> **Given exercise**
Copy the listing verbatim, excluding any images found in it.

> **Labeled-object pointing entries**
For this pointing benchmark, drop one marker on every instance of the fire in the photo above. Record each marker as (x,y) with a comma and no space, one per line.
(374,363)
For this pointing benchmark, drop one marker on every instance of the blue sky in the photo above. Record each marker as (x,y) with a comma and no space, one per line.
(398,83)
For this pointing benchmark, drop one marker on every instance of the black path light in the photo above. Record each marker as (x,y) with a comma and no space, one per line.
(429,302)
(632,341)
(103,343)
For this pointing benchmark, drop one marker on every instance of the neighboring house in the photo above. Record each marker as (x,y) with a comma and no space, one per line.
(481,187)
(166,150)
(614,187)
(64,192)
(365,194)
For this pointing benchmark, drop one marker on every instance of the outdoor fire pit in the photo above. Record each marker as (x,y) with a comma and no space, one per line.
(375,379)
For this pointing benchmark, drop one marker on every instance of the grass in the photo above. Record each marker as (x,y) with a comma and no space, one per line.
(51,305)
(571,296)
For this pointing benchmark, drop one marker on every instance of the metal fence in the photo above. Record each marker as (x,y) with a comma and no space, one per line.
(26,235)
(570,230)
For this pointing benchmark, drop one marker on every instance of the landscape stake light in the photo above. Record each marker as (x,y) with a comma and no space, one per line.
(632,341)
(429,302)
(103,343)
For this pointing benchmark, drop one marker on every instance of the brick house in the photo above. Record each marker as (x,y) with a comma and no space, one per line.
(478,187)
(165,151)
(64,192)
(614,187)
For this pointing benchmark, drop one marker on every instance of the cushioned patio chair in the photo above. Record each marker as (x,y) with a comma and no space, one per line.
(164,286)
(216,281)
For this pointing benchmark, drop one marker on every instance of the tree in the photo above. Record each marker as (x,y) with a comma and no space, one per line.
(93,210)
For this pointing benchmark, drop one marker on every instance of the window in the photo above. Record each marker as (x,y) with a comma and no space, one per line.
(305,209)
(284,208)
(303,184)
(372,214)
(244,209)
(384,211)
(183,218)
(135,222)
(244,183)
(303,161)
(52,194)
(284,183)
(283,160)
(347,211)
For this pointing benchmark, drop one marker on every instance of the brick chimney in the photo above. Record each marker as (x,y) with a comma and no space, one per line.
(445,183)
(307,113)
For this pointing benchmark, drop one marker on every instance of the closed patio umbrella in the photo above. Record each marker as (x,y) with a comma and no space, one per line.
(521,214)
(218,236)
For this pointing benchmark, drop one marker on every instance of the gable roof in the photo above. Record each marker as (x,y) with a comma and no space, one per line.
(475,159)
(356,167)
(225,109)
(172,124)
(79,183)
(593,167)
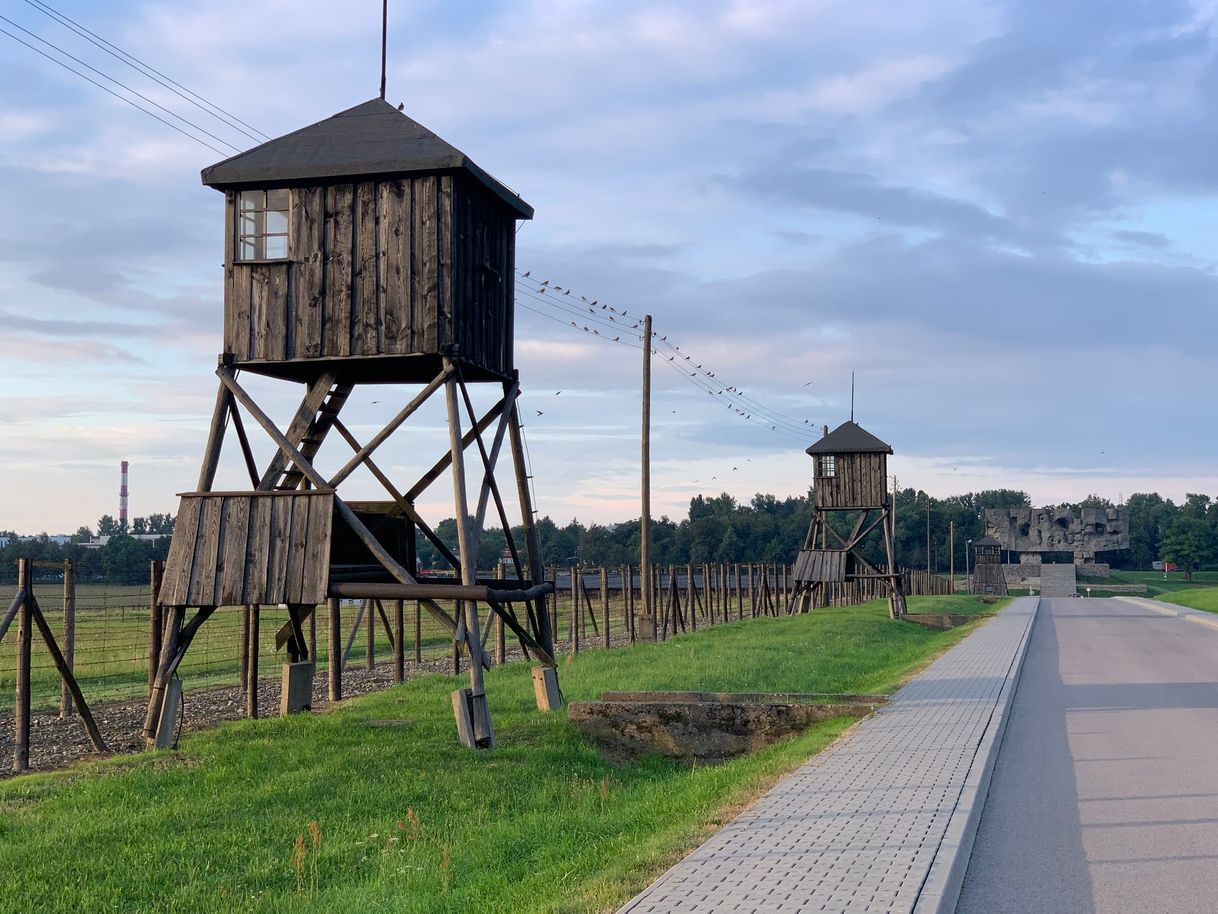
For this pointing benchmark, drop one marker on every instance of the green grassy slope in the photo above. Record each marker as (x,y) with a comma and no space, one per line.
(340,812)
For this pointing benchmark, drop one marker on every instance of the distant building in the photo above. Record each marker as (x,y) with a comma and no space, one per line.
(96,542)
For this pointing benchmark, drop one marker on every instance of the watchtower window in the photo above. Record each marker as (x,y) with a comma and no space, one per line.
(262,224)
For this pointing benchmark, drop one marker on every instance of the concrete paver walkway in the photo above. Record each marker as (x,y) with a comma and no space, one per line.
(877,821)
(1105,795)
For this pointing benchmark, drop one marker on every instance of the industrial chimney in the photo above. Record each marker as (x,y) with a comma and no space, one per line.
(122,501)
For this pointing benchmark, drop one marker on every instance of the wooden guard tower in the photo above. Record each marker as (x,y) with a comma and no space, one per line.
(851,473)
(361,250)
(988,575)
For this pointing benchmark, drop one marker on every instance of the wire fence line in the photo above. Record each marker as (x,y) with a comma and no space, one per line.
(112,642)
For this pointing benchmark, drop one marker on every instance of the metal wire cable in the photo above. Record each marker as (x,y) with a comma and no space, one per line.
(130,60)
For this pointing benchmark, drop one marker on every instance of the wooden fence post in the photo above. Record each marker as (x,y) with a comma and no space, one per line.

> **The answer**
For this pointing benchmark, drop one marker on every instance of the fire in the photo above. Record each marker as (x,y) with a comma and no space, one per line.
(374,363)
For this pointing benchmark, drop one marker on every instance of the blue sky in the photo above. Record each marker as (x,y) with a comma and no space, one per line.
(398,83)
For this pointing benchmark, drop one marker on every instance of the black path light in the photo above. Record each marker as (x,y) with a comma and no space, one per line.
(429,302)
(632,341)
(103,343)
For this pointing benchmark, drop one marker on every instance of the neighboring house in the photo above. Record each marker as (x,y) with a comma and no space, one per line.
(481,187)
(166,150)
(614,187)
(64,192)
(365,194)
For this pointing benchmark, drop one marker on every instance of the outdoor fire pit in the photo above. Record each marker as (x,y) with a comma and no space, one per line.
(375,379)
For this pointing benchmark, drop one marker on every instance of the grass in the photo above. Record each marker as (x,y) with a comma and no space, one per line.
(51,305)
(571,296)
For this pointing benchmark, drop one marker on every instance of the metal fence in the photo above. Record each marker as (x,y) with a comma and no space, one per line.
(26,235)
(570,230)
For this pointing benchmark, drop one marker on every instance of the landscape stake light in the photo above. Record each marker as (x,y) with a comma and no space, one per line.
(632,341)
(429,302)
(103,343)
For this pointing benchmark, drop one marker on every instance of the brick house in the photo above. Record each marker as (x,y) with a comma and no space, one per line.
(478,187)
(165,151)
(64,192)
(614,187)
For this pointing benchmark, drop one marker on every instance of the cushioned patio chair in the photo above. Record each marker as (x,y) with a comma and no space, one per line.
(164,286)
(216,281)
For this pointing benchmark, drop one marker on every instance of the tree in the photo above. Record each marker as (x,y) with a comma and no space, one per line.
(93,210)
For this pointing benchmark, drop one marker on every instance of the window in the photo above. Record each marker as (x,y) with a comma and no space, one per line.
(305,209)
(284,208)
(303,184)
(372,214)
(244,209)
(384,211)
(183,218)
(135,222)
(244,183)
(303,161)
(52,194)
(284,183)
(283,160)
(347,211)
For this pointing benchmark, drop one marker on every instance of the brick chimney in the photo above. Record each marker as (x,y) with a comma and no space, one per line.
(445,183)
(307,113)
For this pointing benchmark, drop one marker on every instance of the closed patio umbrella in the photo above. Record each marker as (x,y) with a comma and no space, one per line.
(521,214)
(218,236)
For this pointing benchmark, drop one marker on every instance of the gable roof in the photo above. Record each marker as (x,y) with a comma and no space, one per line.
(475,159)
(356,167)
(225,109)
(172,124)
(79,183)
(593,167)
For this pointing benchmark, drop one marker on every instance of the green grassy slope in the photo above. Record each marker as (x,y) with a comma and no space, one per line.
(340,812)
For this pointing benchmark, drop one marker on every instance of the distant building in the photo above. Record each marker as (x,y) with a comma and no space, one per line.
(96,542)
For this pointing benchmark, drop one marker on every instance of the watchtower window in the photo above. Record each marker as (x,y) with a comma and no space, one per line.
(262,224)
For this pointing benchmark, drop one marker on every instance of the concrete paver walkway in the photo above. Record each marker as (x,y) with a comma and no space, one per line.
(877,821)
(1105,795)
For this pointing benchmark, drop one marker on every instance of the industrial chimney in the photo above. Record each marker as (x,y) with a comma and no space, one per line.
(122,501)
For this pointing benchmark, drop one marker on every instance of the wooden guard tower in the photo above. Record each marker as (x,y) with a comma and no space, one per line.
(851,473)
(361,250)
(988,575)
For this pointing benchmark, drop one marker on every instance of the wire fence line in the photo above. Record each marker as (x,y) with a comma and no space, one per line.
(112,642)
For this pointing benchmark, drop one marker on every instance of the metal wire cable in the photo above. Record each marker as (x,y) with a comma and no space, one per line.
(130,60)
For this pointing benchmark, drop one marker on every instance of the wooden fence post in the photo above. Record each marker as (x,y) with a comma and no space, one per line.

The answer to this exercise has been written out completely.